▸ **Texto de origem**:
Apesar dos bons índices, especialistas apontam que com quebra do isolamento, os números de doentes podem voltar a subir
FOTO: CAMILA LIMA |
Ainda
não é a notícia que sempre quisemos dar, mas já é melhor do que muitas: a curva
de contágio do novo coronavírus no Ceará está, hoje, estabilizada. Uma pesquisa
do grupo Covid-19 Analytics, que reúne engenheiros, economistas e cientistas de
dados, aponta que o Estado é o único de todo o País com taxa de contágio abaixo
de 1 (0,92). Isso significa dizer que, em média, cada infectado no Ceará
transmite o vírus para menos de uma pessoa - cenário que, se for mantido, deve
frear o avanço da doença e diminuir o número de novos casos.
Atualmente,
o Ceará tem 37.821 casos confirmados e 2.733 mortes por Covid-19. Outras 24.979
pessoas estão recuperadas. Em Fortaleza, são 21.328 confirmações da nova virose
e 1.804 óbitos, enquanto os recuperados somam 13.950 casos. Os dados são do
Integra SUS, plataforma da Secretaria Estadual da Saúde (Sesa), atualizados às
18h04 dessa quinta-feira (28).
O
cálculo para se obter o número efetivo de reprodução (R) - nome oficial da
"taxa de contágio" - considera variáveis como o crescimento de casos
confirmados dia a dia, o número de pacientes recuperados e o de casos ainda
ativos. Desse modo, outro fator que interfere nos resultados são os níveis de
transparência na divulgação de dados por parte das secretarias de saúde
estaduais, já que o Covid-19 Analytics utiliza fontes oficiais.
O
levantamento da PUC-Rio mostra as taxas de contaminação no Ceará entre os dias
15 de abril, quando uma pessoa infectada no Estado transmitia a doença para
outras 2,75; e 26 de maio, segundo dia em que a taxa ficou abaixo de 1, considerado
o "ideal". O número favorável foi atingido ainda em 25 de maio,
quando ficou em 0,99. A taxa atual do Brasil, de 26 de maio, é de 1,89.
O
pico de transmissibilidade no Ceará, segundo os dados, foi registrado no dia 22
de abril, quando a taxa de contágio totalizou 3,01 - ou seja, um doente
cearense passava o novo coronavírus para cerca de três pessoas, fazendo os
casos se multiplicarem com maior velocidade.

▸ **O que fazer**:
#1 Liste as variáveis que, segundo o texto sobre a Covid-19 no Ceará, são consideradas no cálculo do número efetivo de reprodução (R).
#2 Escreva a continuação do texto sobre a Covid-19 no Ceará a partir da última frase apresentada.

▸ **Material de estudo**:
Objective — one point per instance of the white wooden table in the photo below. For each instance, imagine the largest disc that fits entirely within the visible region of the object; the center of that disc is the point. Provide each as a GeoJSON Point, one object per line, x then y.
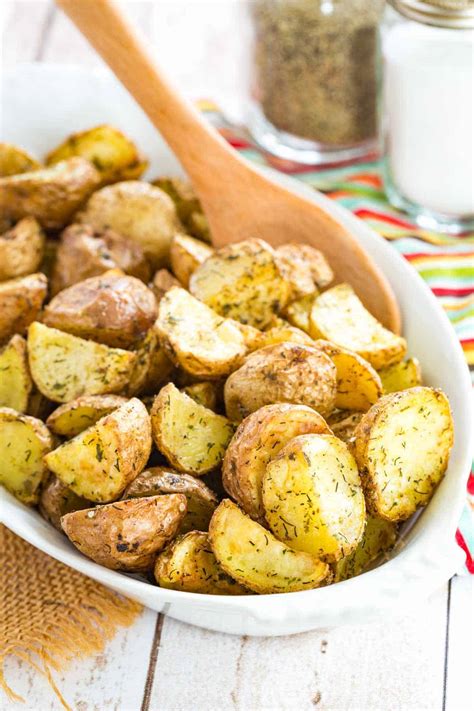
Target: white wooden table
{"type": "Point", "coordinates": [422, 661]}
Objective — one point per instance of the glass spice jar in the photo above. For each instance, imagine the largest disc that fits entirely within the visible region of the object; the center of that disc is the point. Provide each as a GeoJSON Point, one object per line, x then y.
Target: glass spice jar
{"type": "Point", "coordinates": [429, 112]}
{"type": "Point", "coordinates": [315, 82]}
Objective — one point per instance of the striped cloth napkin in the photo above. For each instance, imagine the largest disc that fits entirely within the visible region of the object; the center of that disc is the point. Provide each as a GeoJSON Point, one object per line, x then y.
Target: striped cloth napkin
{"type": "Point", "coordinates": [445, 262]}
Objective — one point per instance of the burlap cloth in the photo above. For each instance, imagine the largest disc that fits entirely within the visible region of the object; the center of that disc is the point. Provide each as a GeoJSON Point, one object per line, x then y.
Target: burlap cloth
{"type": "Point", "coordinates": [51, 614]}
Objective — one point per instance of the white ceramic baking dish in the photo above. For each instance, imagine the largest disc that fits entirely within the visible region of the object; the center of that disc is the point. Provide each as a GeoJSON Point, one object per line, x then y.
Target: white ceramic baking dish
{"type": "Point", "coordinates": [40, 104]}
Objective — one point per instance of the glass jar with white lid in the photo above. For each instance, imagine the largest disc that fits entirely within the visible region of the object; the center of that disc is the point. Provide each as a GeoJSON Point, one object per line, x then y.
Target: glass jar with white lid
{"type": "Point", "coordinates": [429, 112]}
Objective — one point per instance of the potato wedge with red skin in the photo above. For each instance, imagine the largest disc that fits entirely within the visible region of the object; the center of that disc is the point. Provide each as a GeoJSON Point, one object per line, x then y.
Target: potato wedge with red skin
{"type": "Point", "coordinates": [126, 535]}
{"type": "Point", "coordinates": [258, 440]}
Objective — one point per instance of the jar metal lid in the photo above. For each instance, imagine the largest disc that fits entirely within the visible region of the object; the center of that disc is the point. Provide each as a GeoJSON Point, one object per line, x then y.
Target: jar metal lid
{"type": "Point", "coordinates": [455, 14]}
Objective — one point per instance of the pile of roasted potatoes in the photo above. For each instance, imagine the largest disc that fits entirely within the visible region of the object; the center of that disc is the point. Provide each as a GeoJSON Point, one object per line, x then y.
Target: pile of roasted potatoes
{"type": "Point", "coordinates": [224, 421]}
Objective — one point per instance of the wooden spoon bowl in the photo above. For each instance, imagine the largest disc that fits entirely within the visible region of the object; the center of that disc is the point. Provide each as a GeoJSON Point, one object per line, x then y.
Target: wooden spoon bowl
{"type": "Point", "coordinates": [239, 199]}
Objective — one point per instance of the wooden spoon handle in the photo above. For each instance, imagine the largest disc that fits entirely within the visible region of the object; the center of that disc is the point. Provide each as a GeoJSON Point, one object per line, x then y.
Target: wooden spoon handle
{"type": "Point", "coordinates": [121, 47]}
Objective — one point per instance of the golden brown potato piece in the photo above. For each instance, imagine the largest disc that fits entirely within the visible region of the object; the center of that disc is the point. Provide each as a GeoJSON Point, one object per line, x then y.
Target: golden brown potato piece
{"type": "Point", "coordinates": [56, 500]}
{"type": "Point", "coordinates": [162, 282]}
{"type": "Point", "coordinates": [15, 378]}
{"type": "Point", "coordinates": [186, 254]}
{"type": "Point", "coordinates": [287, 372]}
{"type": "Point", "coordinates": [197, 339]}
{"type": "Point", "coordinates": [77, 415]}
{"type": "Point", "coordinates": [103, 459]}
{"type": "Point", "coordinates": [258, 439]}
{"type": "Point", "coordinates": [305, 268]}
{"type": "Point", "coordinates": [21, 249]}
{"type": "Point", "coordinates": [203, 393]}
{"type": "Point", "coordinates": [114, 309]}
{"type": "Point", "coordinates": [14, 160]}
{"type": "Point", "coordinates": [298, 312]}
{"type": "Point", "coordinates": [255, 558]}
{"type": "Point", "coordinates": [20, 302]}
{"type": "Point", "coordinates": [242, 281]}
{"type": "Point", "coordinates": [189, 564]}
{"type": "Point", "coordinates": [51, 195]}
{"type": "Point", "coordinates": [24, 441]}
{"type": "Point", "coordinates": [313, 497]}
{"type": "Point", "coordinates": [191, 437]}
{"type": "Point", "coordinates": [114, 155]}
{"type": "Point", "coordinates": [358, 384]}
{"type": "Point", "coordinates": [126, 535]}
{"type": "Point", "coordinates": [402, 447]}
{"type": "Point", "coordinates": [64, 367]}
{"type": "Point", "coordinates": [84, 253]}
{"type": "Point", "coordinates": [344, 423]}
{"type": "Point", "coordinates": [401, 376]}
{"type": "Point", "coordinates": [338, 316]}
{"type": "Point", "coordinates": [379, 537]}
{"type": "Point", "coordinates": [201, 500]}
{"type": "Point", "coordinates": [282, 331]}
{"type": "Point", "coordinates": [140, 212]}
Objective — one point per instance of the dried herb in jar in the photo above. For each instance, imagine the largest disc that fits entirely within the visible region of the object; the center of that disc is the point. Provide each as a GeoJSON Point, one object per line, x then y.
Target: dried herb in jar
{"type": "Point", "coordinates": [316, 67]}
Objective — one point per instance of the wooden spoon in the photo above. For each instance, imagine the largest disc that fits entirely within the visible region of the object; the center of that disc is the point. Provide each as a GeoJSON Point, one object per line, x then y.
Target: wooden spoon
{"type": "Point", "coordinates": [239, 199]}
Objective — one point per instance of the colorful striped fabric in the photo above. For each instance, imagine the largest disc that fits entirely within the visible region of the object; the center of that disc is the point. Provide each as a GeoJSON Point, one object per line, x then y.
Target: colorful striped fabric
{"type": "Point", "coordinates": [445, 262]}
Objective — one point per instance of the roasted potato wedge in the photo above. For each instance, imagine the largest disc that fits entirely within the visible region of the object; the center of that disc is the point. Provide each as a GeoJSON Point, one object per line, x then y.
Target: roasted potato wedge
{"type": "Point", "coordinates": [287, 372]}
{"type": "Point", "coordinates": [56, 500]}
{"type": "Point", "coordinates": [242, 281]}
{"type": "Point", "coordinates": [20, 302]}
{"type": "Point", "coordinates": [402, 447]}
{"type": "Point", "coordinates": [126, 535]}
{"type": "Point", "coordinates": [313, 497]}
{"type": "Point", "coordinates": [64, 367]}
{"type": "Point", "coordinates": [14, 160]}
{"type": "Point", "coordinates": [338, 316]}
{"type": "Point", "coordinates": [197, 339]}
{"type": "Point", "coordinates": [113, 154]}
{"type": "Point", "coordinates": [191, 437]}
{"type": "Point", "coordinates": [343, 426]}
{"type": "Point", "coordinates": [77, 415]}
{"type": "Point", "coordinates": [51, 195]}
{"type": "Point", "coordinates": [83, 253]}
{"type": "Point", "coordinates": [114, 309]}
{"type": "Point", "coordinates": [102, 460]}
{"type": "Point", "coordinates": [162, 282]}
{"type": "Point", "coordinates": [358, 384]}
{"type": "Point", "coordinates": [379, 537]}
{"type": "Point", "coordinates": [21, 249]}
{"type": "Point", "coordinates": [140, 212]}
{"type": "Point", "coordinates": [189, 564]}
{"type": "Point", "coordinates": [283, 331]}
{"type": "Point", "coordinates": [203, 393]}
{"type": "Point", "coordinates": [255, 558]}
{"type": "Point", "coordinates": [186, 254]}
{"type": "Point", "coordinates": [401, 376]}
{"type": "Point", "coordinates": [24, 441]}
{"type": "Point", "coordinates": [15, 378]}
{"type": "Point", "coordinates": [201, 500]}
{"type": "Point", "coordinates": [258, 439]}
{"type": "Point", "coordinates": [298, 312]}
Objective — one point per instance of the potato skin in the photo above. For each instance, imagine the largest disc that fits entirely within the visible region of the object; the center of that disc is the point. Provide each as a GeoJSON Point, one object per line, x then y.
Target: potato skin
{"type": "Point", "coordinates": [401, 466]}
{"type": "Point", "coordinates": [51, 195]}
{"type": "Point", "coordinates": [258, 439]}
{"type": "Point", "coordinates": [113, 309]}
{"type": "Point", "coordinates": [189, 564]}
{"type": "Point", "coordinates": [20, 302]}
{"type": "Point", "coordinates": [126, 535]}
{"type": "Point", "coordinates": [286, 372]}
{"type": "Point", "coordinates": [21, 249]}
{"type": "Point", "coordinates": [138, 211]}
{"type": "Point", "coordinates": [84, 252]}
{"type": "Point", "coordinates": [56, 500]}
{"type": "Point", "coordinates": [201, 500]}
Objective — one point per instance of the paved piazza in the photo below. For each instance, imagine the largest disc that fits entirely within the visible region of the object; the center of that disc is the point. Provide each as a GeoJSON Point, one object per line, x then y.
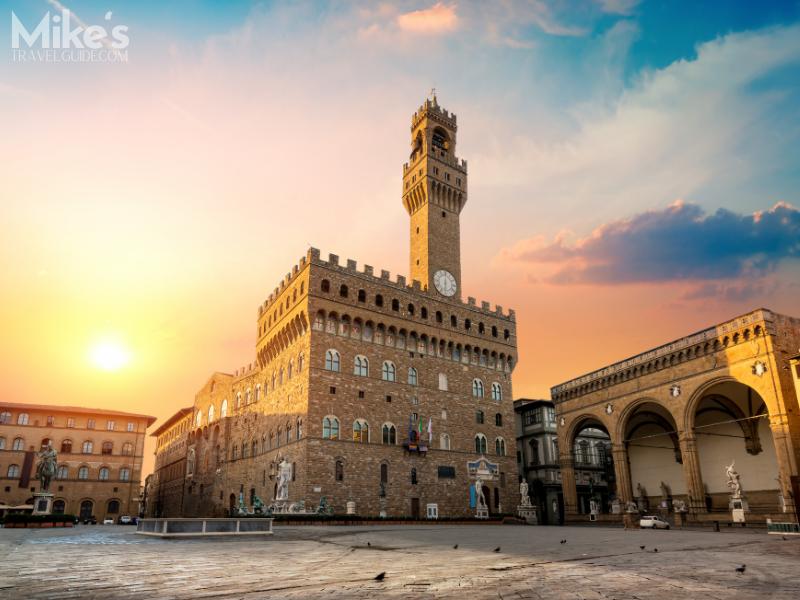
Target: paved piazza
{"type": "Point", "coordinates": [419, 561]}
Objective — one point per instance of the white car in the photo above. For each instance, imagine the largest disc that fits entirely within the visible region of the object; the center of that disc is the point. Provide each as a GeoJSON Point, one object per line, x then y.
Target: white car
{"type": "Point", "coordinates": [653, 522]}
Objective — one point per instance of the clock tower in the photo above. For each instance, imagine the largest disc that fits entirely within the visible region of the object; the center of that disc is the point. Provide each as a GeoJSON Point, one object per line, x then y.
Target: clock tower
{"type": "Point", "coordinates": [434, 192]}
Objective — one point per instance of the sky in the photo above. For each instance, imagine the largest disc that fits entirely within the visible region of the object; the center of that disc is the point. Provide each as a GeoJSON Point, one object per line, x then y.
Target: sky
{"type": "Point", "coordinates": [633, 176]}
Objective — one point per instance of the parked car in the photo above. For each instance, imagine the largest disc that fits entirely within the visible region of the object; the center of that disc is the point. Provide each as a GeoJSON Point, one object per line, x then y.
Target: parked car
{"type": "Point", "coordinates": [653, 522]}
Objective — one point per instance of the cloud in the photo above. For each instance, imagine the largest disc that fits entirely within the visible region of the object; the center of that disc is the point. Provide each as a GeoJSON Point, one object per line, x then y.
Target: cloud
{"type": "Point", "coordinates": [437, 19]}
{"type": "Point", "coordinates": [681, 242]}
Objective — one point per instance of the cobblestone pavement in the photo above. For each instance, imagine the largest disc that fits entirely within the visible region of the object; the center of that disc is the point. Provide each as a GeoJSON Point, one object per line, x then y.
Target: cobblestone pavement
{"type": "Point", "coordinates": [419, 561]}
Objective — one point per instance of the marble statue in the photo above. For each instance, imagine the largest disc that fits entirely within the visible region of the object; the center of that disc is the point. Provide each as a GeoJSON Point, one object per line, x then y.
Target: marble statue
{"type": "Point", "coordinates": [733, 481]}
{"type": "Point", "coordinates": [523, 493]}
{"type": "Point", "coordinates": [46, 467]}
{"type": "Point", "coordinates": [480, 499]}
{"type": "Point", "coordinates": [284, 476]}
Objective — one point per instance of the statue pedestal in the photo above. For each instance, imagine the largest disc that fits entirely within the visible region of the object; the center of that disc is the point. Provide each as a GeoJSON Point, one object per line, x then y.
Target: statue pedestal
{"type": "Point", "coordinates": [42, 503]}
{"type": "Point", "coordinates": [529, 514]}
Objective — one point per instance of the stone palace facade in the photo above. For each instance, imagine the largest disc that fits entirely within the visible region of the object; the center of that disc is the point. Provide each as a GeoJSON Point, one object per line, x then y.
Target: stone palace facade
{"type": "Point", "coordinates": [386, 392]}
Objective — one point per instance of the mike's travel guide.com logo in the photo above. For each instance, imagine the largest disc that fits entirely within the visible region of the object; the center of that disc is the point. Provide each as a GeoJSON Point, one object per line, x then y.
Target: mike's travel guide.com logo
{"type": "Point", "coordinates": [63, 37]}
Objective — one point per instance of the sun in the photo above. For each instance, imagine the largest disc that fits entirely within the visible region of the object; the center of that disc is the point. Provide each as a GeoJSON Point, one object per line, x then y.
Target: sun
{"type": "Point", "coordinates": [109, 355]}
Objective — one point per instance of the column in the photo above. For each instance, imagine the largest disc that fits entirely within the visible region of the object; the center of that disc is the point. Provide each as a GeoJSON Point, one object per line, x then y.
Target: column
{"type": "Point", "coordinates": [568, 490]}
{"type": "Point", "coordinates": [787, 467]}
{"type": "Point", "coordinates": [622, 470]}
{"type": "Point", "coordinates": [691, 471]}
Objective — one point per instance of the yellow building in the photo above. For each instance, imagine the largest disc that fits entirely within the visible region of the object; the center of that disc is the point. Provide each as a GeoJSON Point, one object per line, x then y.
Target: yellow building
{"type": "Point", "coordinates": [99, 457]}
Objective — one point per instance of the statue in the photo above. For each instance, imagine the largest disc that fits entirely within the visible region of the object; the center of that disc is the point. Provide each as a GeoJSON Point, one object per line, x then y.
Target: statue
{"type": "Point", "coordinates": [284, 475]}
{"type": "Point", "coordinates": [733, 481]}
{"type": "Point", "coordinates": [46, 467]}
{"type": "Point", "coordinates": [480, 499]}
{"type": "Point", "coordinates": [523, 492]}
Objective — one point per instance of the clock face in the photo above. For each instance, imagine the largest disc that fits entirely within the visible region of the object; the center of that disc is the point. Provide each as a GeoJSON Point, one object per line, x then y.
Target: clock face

▸ **Resultados por tarefa**:
#1
- o crescimento de casos confirmados dia a dia
- o número de pacientes recuperados
- o número de casos ainda ativos

#2
O
modelo matemático leva em conta também o tempo de recuperação de cada paciente,
como explica Gabriel Vasconcelos, pesquisador de pós-doutorado da Universidade
da Califórnia e integrante do Covid-19 Analytics. "A taxa está ligada
diretamente a quantas pessoas cada doente infecta. O que a faz subir ou descer
é a velocidade com que as pessoas se recuperam. Conforme os tratamentos forem
avançando, o número desce; se os pacientes ficam doentes por mais tempo, podem
infectar mais gente, e a taxa sobe", pontua.
Cautela
Conforme
o pesquisador, "o Ceará tem apresentado uma queda do número de reprodução
de forma consistente", sem oscilações, como o Rio de Janeiro, por exemplo.
Aqui, desde 4 de maio, o contágio só cai. "O Estado está mostrando uma
tendência estável, é uma coisa boa, aumenta nossa confiança. Mas como o Ceará
passou pro patamar menor do que 1 agora, no dia 26, é preciso muita cautela,
esperar se vai se consolidar assim. Não estamos dizendo que o número não pode
voltar a subir", alerta Gabriel, destacando que a velocidade de
transmissão em cidades do interior, por exemplo, é diferente da Capital. Locais
onde a pandemia chegou depois tendem a ter taxas de contágio maiores.
Apesar
da tendência positiva, ter cautela no retorno às atividades e ao convívio
social é crucial. "O número acabou de ficar abaixo de 1, quarta e quinta
eles tendem a ser mais altos, então é preciso ficar de olho. A taxa pode voltar
a crescer. Se a 'volta gradativa' for realmente gradativa, é uma coisa boa. Se
a taxa voltar a subir, tem que voltar a fechar", sentencia o pesquisador.
O
gerente da Vigilância Epidemiológica de Fortaleza, Antônio Lima, informa que os
modelos aplicados na Capital são diferentes dos da PUC-Rio, mas confirmam a
estabilização e início de queda da média de casos diários na cidade. Já os
registros de óbitos semanais seguem num patamar "bastante elevado",
mas também estão "estabilizados desde o dia 10 de maio".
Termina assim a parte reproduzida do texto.